Что сделать:
Изложите списком главные факты абзаца из текста об аресте Желябова, который начинается словами «Первые признаки пробуждения болезни».

:: Исходный текст

Первые признаки пробуждения болезни обнаружились сразу после ареста Михайлова. Желябов вызвал в Петербург своего старого приятеля по Новороссийскому университету М.Н. Тригони. Самомнение и гордость распирали Желябова: ему не терпелось показать Тригони свои достижения в столице: сырную лавку на Малой Садовой, типографию, конспиративные квартиры и, главное, свою свободу принимать решения, которой у него не было до ареста Хозяина. Для удобства передвижения по городу Желябов завел себе персонального извозчика, Тетерку, официально оформившего номерную бляху в городской управе. Душа не лежала потерять такое благосостояние в один миг. Желябов, как мог, тормозил последнюю акцию. Университетский приятель Тригони сразу по приезде в Петербург почувствовал за собой слежку, но значения не придал, так как жил по своему паспорту и возможной проверки не боялся. Все телодвижения Желябова были доложены Михайлову в крепость, и после того, как Желябов обзавелся извозчиком, решение было принято. Для начала взяли Тетерку, который только успел прикипеть к своей лошадке. Лишившись извозчика, Желябов сигнала не понял и продолжал гнуть свою линию, о которой поведала нам Вера Фигнер. Тогда Михайлов обратился к своему агентурному конфиденту Черевину и попросил изъять Желябова из «революционного» оборота. Двух университетских друзей взяли вместе в номерах г-жи Миссюры, на Невском проспекте, где остановился Тригони [17]. В номере Михаила Николаевича нашли мешок нелегальной литературы. Арест Желябова 27 февраля 1881 года был продиктован исключительно его невнятным поведением и опасностью срыва запланированной акции, как это случилось когда-то под Александровском. Важную задачу по формированию группы метальщиков Желябов успел выполнить. Она составилась из двух нищих студентов Гриневицкого и Рысакова, чернорабочего Михайлова и приемного сироты Емельянова, рекомендованного Анной Корба.

::::
:: Исходные данные

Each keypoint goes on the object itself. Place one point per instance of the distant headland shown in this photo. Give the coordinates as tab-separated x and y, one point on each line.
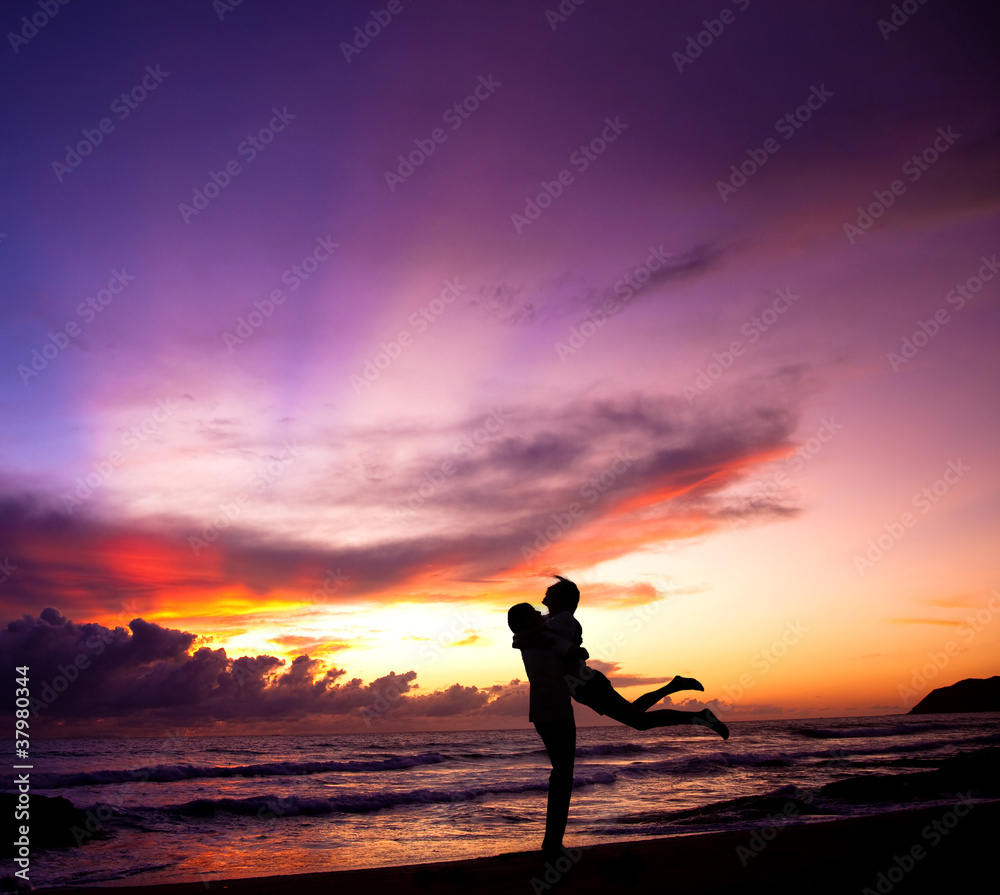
971	695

::::

Ответ:
- После ареста Михайлова Желябов вызвал в Петербург старого приятеля по Новороссийскому университету М.Н. Тригони. Ему не терпелось показать свои достижения в столице: сырную лавку на Малой Садовой, типографию, конспиративные квартиры и свободу принимать решения.
- Для поездок по городу Желябов завел персонального извозчика Тетерку. Не желая терять такое благосостояние, он тормозил последнюю акцию.
- Тригони сразу по приезде заметил за собой слежку, но не придал ей значения, так как жил по своему паспорту.
- О поведении Желябова доложили Михайлову в крепость. Сначала арестовали Тетерку.
- Желябов сигнала не понял. Тогда Михайлов попросил своего агентурного конфидента Черевина изъять Желябова из «революционного» оборота.
- Желябова и Тригони арестовали вместе в номерах г-жи Миссюры на Невском проспекте. В номере Тригони нашли мешок нелегальной литературы.
- Арест Желябова 27 февраля 1881 года был вызван его невнятным поведением и опасностью срыва запланированной акции.
- Желябов успел сформировать группу метальщиков. В нее вошли студенты Гриневицкий и Рысаков, чернорабочий Михайлов и приемный сирота Емельянов, рекомендованный Анной Корба.